ASSIGNED TASK » For every entry that follows, return an identical copy.

########################################

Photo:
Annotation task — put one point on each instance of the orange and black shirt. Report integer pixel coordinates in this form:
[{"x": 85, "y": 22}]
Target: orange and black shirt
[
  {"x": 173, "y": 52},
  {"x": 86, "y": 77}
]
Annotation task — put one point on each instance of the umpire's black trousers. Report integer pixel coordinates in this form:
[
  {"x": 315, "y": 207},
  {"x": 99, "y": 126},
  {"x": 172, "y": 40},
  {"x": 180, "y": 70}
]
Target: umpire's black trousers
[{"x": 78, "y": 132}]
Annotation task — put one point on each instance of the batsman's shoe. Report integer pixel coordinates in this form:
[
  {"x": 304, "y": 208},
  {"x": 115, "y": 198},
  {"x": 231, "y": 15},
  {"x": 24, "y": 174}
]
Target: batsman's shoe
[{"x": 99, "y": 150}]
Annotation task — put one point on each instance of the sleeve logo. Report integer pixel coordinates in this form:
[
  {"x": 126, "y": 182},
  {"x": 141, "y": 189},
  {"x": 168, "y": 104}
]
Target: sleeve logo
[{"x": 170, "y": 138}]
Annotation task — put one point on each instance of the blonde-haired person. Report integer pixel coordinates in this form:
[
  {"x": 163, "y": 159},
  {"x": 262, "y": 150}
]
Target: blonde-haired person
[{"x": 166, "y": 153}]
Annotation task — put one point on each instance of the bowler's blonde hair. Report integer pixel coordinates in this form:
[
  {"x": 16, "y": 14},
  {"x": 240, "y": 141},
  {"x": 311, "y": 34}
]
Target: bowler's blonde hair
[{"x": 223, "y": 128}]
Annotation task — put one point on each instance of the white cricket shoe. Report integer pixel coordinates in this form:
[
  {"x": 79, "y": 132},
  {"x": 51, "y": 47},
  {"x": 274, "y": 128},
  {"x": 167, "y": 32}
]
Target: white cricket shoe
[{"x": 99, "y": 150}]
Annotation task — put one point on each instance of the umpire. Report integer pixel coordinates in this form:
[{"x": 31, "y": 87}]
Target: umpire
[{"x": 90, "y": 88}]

########################################

EXERCISE ANSWER »
Photo:
Annotation task — put one point on each instance of the orange and black shirt. Report integer pixel coordinates in this form:
[{"x": 85, "y": 22}]
Target: orange and black shirt
[
  {"x": 173, "y": 52},
  {"x": 86, "y": 77}
]
Annotation task — put one point on each instance of the umpire's black trousers. Report integer pixel coordinates in this form:
[
  {"x": 315, "y": 207},
  {"x": 99, "y": 126},
  {"x": 172, "y": 40},
  {"x": 180, "y": 70}
]
Target: umpire's black trousers
[{"x": 78, "y": 132}]
Annotation task — put one point on each instance of the batsman's shoe. Report integer pixel coordinates in this form:
[
  {"x": 304, "y": 208},
  {"x": 115, "y": 198},
  {"x": 231, "y": 15},
  {"x": 24, "y": 174}
]
Target: batsman's shoe
[{"x": 99, "y": 150}]
Annotation task — put one point on each instance of the sleeve logo. Report integer pixel coordinates in this form:
[
  {"x": 126, "y": 182},
  {"x": 141, "y": 189},
  {"x": 168, "y": 104}
]
Target: sleeve logo
[{"x": 170, "y": 138}]
Annotation task — put one point on each instance of the blonde-haired person. Report integer pixel coordinates in this form:
[
  {"x": 163, "y": 159},
  {"x": 262, "y": 150}
]
Target: blonde-haired person
[{"x": 166, "y": 153}]
Annotation task — put one point on each instance of the bowler's blonde hair. Report integer pixel coordinates in this form:
[
  {"x": 16, "y": 14},
  {"x": 240, "y": 141},
  {"x": 311, "y": 34}
]
Target: bowler's blonde hair
[{"x": 223, "y": 128}]
Annotation task — put one point on each instance of the white cricket shoe. Report integer pixel coordinates in this form:
[
  {"x": 79, "y": 132},
  {"x": 51, "y": 47},
  {"x": 274, "y": 128},
  {"x": 167, "y": 32}
]
Target: white cricket shoe
[{"x": 99, "y": 150}]
Annotation task — put one point on each instance of the umpire. Report integer pixel coordinates in this form:
[{"x": 31, "y": 87}]
Target: umpire
[{"x": 90, "y": 88}]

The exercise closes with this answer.